++++ Material
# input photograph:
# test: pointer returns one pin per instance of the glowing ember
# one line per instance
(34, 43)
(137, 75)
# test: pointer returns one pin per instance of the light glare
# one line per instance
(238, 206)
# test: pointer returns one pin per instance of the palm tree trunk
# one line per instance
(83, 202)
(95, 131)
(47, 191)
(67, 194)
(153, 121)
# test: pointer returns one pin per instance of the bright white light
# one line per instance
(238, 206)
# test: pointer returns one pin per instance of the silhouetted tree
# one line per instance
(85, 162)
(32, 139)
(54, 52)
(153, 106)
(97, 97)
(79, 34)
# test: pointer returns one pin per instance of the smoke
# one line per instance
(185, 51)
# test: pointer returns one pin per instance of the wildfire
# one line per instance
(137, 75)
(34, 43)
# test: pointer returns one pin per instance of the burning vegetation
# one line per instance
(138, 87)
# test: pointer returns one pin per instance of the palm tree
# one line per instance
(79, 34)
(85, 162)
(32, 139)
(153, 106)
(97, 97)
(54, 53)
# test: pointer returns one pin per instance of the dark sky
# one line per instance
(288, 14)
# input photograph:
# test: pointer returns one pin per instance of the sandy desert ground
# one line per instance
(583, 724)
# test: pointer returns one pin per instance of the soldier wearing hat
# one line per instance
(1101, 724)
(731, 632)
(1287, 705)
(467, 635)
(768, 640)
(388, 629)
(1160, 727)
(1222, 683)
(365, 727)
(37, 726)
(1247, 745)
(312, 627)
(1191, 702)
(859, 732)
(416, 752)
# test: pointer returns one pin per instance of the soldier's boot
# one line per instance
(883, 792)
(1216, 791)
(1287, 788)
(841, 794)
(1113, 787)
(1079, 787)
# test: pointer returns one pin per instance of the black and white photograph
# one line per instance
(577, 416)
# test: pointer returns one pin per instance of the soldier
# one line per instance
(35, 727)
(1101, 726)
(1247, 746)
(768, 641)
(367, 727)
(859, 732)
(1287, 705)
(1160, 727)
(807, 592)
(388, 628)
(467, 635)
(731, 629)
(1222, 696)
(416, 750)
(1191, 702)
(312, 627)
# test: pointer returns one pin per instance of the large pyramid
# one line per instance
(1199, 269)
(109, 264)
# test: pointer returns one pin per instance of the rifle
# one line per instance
++++++++
* Written task
Render every line of the items above as a numbered list, leaving out blank lines.

* Solution below
1. # input photograph:
2. # test: pointer returns one pin per instance of the glowing ember
3. # one line per instance
4. (34, 43)
5. (137, 75)
6. # test: pointer returns one pin per instance of the light glare
7. # one line per instance
8. (238, 206)
9. # test: pointer returns one pin per instance of the palm tree trunk
10. # one line per instance
11. (83, 202)
12. (95, 131)
13. (47, 191)
14. (67, 194)
15. (153, 121)
16. # test: pointer returns one pin per instance of the bright white light
17. # one line per instance
18. (238, 206)
19. # test: pointer returns one pin per instance of the silhouetted tree
20. # one line per instance
21. (85, 162)
22. (32, 139)
23. (54, 52)
24. (153, 106)
25. (97, 97)
26. (79, 34)
27. # test: pointer returns one pin per instance of the smoke
28. # one line per instance
29. (185, 51)
30. # test: pointer returns one pin per instance of the wildfire
31. # one line per instance
32. (137, 75)
33. (34, 43)
34. # test: pointer returns one pin per instance of the burning vegetation
35. # one line per instance
36. (138, 87)
37. # test: pointer returns one pin per instance of the palm tree
38. # one line per instance
39. (79, 34)
40. (85, 162)
41. (32, 139)
42. (153, 106)
43. (97, 97)
44. (54, 53)
45. # test: pointer returns one pin per instance of the dark sky
46. # one line per instance
47. (288, 14)
48. # input photograph:
49. # test: pointer returns one pin per instance of the sandy desert ground
50. # one line per instance
51. (583, 724)
52. # test: pointer returns one pin per instance of the soldier wearing hat
53. # one line per instance
54. (1101, 724)
55. (731, 632)
56. (1287, 705)
57. (467, 635)
58. (768, 640)
59. (388, 629)
60. (1160, 727)
61. (1222, 683)
62. (365, 727)
63. (37, 726)
64. (1247, 745)
65. (312, 627)
66. (1191, 702)
67. (859, 732)
68. (416, 752)
69. # test: pointer returns one pin per instance of the soldier's boot
70. # one line per instance
71. (883, 792)
72. (1216, 791)
73. (1287, 788)
74. (841, 794)
75. (1113, 787)
76. (1079, 787)
77. # test: pointer returns one pin per instance of the black and white photograph
78. # one line per instance
79. (577, 416)
80. # test: pointer returns one pin per instance of the soldier
81. # one line per instance
82. (35, 727)
83. (1101, 726)
84. (1247, 746)
85. (768, 641)
86. (367, 727)
87. (859, 732)
88. (1287, 705)
89. (1160, 727)
90. (807, 592)
91. (388, 628)
92. (467, 635)
93. (731, 629)
94. (1222, 696)
95. (416, 750)
96. (1191, 702)
97. (312, 627)
98. # test: pointer returns one pin per instance of the large pyramid
99. # one line per instance
100. (1199, 269)
101. (109, 264)
102. # test: pointer returns one pin per instance of the rifle
103. # one line per instance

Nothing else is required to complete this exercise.